§ Check your understanding
1) Answer these questions from the cordgrass thesis page:
(a) Who served as Committee Chair?
(b) During what hours did pollen shed primarily?
(c) What average seed set did the field investigation show?
2) Decide whether each statement agrees with the cordgrass thesis page. Answer yes or no, and quote the words from the page that decide it.
(a) The thesis defense took place in 2002.
(b) Self-pollination produced a higher seed set than cross-pollination.
(c) Flowering began in early September.

§ Text provided

>>>

Title page for ETD etd-0225102-160905

Type of Document Master's Thesis
Author Fang, Xiaobing
Author's Email Address xfang@lsu.edu
URN etd-0225102-160905
Title Reproductive Biology of Smooth Cordgrass (Spartina alterniflora)
Degree Master of Science (M.S.)
Department Agronomy & Environmental Management
Advisory Committee
Advisor Name Title
Bradley C. Venuto Committee Chair
Stephen A. Harrison Committee Co-Chair
Don R. LaBonte Committee Member
  • filled seeds
  • wetland restoration
  • pollination techniques
  • stigma exsertion
Date of Defense 2002-01-25
Availability unrestricted
Smooth cordgrass (S. alterniflora) is a perennial grass that dominates the salt marsh in tidal wetlands along the Atlantic and Gulf Coast of North America and has been used for preventing soil erosion and restoring wetlands. Accessions collected from south Louisiana were studied to investigate flowering phenology, pollen viability, crossability, and seed production. S. alterniflora exhibited protogynous flowering where stigmas exserted 2 to 5 days from the floret prior to anthesis. Pollen shed primarily between 8:00 and 10:00 AM. Pollens were viable with average germination of 69% and stigma was receptive after exsertion. Pollen germinated in 15 minutes and pollen tubes reached micropyle in 55 to 75 minutes after contacting stigma. Protogyny could be used to produce controlled hybrid without emasculation and it could reduce tedious labor required for making crosses.

S. alterniflora was cross-pollinated with 52% seed set for cross-pollination and 26% for self-pollination. Flowering started in early July and ended by the middle of October with a flowering peak between early September and early October. During the flowering peak, seed set, kernel weight, and seed viability were positively correlated to flowering date while unfilled and total seeds/panicle were negatively correlated with flowering date. Kernel weight, flowering date, seed weight/panicle, and panicle height were positively correlated with seed set. Plant flowering during the peak period might produce better seed set and seed weight. Field investigation showed an average seed set of 47% with range from 0 to 94% for S. alterniflora, which provided large opportunity for selection. Several lines with improved characteristics were selected and would be valuable for recurrent selection program with an objective of developing improved S. alterniflora populations. However, short term breeding objective should be focused on selection of plants from native collection that have high percentage of seed set, germination, and broad adaptability.

<<<

§ Information provided
>>>

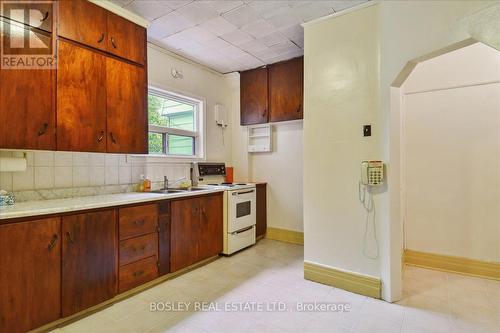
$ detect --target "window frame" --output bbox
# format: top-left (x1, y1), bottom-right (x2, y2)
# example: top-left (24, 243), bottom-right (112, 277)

<<<

§ Solutions to the exercise
1)
(a) Bradley C. Venuto
(b) Between 8:00 and 10:00 AM
(c) 47%, with a range from 0 to 94%

2)
(a) Yes: "Date of Defense 2002-01-25"
(b) No: "52% seed set for cross-pollination and 26% for self-pollination"
(c) No: "Flowering started in early July"